# [Exercise]
Present everything from the row containing "Task: place one keypoint per instance of the wooden" down to the final row below as a numbered list, including both of those rows and skipping any blank lines.

>> START Input rows

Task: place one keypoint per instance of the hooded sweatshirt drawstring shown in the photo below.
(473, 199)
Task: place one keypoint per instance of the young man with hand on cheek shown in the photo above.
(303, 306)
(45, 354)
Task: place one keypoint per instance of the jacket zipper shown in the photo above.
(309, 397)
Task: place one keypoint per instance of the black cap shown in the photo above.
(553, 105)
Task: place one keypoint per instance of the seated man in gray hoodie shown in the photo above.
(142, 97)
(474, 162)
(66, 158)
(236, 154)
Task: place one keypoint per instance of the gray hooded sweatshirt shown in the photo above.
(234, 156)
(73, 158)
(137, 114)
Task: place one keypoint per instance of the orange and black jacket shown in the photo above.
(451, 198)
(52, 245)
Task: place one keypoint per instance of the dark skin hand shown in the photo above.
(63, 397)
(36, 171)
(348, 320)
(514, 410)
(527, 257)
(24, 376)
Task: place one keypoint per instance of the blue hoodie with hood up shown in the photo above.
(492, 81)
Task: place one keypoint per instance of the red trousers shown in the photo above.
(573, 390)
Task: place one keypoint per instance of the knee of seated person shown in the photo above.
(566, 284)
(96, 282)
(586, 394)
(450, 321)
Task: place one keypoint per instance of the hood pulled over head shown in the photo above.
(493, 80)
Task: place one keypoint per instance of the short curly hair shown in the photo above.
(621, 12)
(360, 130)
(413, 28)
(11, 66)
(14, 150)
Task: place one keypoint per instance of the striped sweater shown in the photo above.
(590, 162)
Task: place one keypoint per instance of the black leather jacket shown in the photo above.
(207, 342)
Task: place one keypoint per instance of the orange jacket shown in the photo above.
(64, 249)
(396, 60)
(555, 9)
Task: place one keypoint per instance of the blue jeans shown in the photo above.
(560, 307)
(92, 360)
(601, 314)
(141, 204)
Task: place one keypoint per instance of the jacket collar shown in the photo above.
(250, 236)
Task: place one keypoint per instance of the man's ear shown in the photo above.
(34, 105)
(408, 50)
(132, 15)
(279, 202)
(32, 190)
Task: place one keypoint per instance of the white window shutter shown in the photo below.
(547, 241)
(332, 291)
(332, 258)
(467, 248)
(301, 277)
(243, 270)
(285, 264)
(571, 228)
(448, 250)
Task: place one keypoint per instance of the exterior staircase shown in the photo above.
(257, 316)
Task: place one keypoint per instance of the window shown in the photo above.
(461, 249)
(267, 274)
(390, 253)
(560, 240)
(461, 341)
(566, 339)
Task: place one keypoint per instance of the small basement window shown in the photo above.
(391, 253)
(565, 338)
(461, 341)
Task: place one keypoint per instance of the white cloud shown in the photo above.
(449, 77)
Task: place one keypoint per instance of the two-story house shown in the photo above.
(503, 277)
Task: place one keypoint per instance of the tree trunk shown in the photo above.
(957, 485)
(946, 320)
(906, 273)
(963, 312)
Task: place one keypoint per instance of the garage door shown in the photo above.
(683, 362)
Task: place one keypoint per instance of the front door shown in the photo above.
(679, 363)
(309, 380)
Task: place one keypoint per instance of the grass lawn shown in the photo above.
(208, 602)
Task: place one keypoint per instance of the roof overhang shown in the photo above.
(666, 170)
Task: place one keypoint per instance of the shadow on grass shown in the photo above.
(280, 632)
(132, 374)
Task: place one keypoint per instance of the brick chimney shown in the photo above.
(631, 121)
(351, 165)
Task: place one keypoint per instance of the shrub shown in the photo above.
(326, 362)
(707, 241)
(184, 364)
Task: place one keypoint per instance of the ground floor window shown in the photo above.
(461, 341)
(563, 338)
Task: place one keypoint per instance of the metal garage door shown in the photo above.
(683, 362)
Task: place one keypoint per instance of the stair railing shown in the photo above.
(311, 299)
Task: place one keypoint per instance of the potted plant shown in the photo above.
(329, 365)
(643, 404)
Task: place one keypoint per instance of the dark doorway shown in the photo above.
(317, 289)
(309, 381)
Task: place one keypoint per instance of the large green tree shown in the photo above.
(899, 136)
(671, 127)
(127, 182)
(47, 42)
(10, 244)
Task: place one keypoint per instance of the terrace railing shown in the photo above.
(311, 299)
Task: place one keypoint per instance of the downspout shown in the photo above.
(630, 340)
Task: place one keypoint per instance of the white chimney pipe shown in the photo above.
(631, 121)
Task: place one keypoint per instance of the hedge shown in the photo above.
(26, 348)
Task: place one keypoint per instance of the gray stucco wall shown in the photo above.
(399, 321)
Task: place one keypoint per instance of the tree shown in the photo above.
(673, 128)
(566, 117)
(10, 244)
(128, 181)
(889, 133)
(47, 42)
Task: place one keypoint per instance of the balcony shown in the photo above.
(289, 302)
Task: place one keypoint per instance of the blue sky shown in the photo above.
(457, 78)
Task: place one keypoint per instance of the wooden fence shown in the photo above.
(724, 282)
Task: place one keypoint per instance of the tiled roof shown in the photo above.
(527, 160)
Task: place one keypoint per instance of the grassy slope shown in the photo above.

>> END Input rows

# [Full answer]
1. Task: place one keypoint per instance of the wooden fence shown in the photo above.
2. (724, 282)
3. Task: place one keypoint per instance of the tiled roof shown in the photo above.
4. (527, 160)
5. Task: place one keypoint per instance of the grassy slope shown in the photo above.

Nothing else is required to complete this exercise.